>>

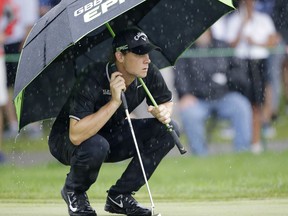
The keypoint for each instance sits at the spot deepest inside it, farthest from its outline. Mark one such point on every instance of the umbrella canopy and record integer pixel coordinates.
(73, 34)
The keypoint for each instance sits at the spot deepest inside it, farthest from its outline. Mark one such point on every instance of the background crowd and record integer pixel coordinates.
(243, 88)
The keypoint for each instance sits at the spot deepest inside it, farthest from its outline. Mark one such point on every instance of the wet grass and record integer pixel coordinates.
(218, 177)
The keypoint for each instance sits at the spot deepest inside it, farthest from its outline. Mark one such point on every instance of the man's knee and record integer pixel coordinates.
(95, 148)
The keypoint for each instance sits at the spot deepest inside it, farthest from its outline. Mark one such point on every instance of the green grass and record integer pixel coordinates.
(219, 177)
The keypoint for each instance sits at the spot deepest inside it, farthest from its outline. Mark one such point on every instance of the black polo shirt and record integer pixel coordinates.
(92, 91)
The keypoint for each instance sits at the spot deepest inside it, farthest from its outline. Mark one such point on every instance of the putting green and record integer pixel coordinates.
(269, 207)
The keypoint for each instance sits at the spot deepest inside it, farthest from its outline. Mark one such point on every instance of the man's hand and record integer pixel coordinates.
(117, 85)
(162, 113)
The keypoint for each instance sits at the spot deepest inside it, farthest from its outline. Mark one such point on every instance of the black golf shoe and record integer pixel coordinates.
(125, 204)
(78, 203)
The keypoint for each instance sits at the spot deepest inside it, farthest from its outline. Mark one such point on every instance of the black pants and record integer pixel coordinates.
(154, 143)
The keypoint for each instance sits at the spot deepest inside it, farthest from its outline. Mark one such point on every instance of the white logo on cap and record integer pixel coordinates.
(141, 35)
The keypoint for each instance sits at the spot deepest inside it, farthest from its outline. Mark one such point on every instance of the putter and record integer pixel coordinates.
(124, 101)
(169, 127)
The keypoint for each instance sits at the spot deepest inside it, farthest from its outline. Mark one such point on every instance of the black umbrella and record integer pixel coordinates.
(73, 33)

<<

- Brief -
Without the pictures, copy all of the entries exactly as they appear.

- Solution to this task -
The keypoint for each instance sits at the spot deepest inside it, farthest from its outline. Mark one such point on every instance of the umbrella canopy and record integer pixel coordinates.
(73, 34)
The keypoint for each instance sits at the spot deepest inside it, farthest from its outline. Mark one such point on every instance of the background crowd and record integer pixel coordinates.
(243, 88)
The keypoint for each instance sits at the spot deepest inside it, farthest from its outline. Mark one such point on every instance of the wet grass and record integer pixel coordinates.
(218, 177)
The keypoint for each instance sits at the spot deepest inside it, farthest from its outline. Mark one such point on every instance of the man's knee and record integer pixel coordinates.
(95, 148)
The keypoint for each instance sits at the spot deepest inside it, farthest from its outline. Mark one such point on every instance of the green grass and record integer pixel coordinates.
(219, 177)
The keypoint for each instance sits at the spot deepest inside it, farthest from its outline. Mark one such point on every instance of the black polo shirt and record integer pixel coordinates.
(92, 91)
The keypoint for each instance sits at the spot deepest inside it, farthest from its outline. Mark one such point on every instance of the putting green and record integer pixel coordinates.
(269, 207)
The keypoint for each instance sits at the spot deepest inside it, farthest from its outline. Mark one such point on every instance of the man's hand and record integer pixel coordinates.
(117, 85)
(162, 113)
The keypoint for each instance sits at the spot deepest inside it, farthest from its outline. Mark one such point on every instance of the black golf shoe and record integer pixel coordinates.
(125, 204)
(78, 203)
The keypoint for each instance sits at the spot deepest inside it, farthest from its outline. Mark one such point on every instance of the black pants and record integer pixel coordinates.
(154, 143)
The keypoint for each instance sits at the spot deepest inside it, farthest from its outline. Mark one such point on every instance of the white logo on cap and record integer pixel coordinates.
(141, 35)
The keypoint for each instance sits at the spot deepest inside it, farthest from its outline. Mark one such point on every instance of the putter and record integer pixel coordinates.
(124, 101)
(169, 127)
The keypoint for each instance sits at the spot deepest inside it, farthest from its outline. Mark one such point on every instance of the black umbrella and record integer pixel coordinates.
(73, 33)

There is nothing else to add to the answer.